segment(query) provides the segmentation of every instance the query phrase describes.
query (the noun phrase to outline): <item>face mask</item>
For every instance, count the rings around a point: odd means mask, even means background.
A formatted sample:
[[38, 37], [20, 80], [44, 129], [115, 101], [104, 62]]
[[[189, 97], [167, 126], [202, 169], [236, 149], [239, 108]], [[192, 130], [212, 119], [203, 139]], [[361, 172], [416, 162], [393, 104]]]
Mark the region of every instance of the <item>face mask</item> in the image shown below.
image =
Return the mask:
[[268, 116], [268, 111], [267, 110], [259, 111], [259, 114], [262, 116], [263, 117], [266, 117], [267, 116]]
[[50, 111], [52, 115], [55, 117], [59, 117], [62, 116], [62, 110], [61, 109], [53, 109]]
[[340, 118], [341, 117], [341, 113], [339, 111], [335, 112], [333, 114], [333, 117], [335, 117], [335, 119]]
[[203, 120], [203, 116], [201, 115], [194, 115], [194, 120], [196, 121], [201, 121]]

____

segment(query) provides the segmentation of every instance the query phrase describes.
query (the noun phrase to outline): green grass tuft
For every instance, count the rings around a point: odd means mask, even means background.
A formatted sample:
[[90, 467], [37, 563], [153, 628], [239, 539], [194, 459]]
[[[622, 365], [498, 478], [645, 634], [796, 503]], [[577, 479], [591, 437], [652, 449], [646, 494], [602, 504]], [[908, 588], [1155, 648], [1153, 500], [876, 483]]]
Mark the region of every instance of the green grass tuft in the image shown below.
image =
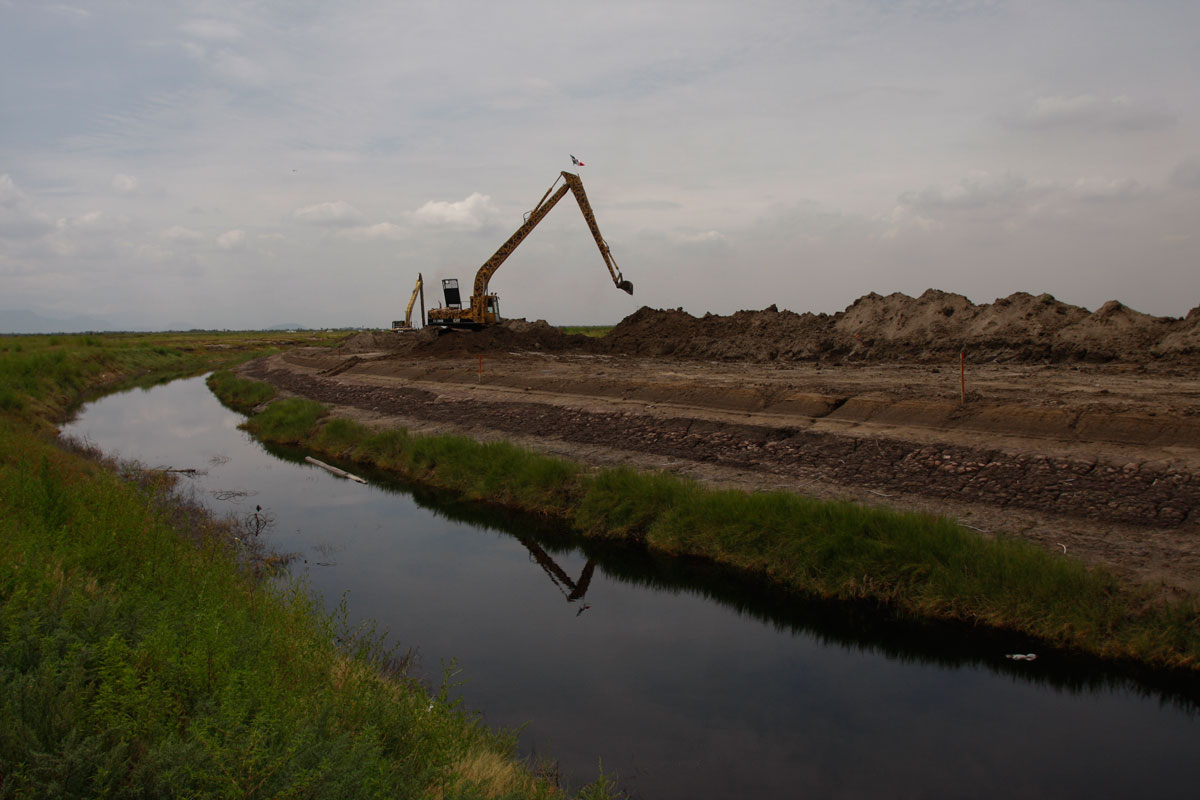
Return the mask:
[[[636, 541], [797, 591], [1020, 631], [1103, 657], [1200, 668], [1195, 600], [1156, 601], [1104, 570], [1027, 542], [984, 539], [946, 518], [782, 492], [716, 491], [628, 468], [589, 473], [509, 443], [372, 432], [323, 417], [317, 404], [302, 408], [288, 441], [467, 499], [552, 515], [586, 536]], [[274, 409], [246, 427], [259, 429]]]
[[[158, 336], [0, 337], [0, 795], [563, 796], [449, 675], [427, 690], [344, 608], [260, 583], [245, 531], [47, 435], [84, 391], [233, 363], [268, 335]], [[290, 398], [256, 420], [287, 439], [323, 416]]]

____

Objective: In the material above, how many lines contain the string "tuft", counting only matches with the same case? Reply with the number alone.

Solution to the exercise: 2